[CHALLENGE]:
Update the rows below by swapping "integer pixel coordinates" for "whole-number pixel coordinates", leaving every other part unchanged.

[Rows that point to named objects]
>>>>

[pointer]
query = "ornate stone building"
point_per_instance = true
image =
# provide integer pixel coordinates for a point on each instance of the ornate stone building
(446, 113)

<<<<

[EXERCISE ANSWER]:
[pointer]
query = "ornate stone building"
point_per_instance = true
image =
# provide whole-number pixel coordinates for a point on each instance of the ornate stone building
(446, 113)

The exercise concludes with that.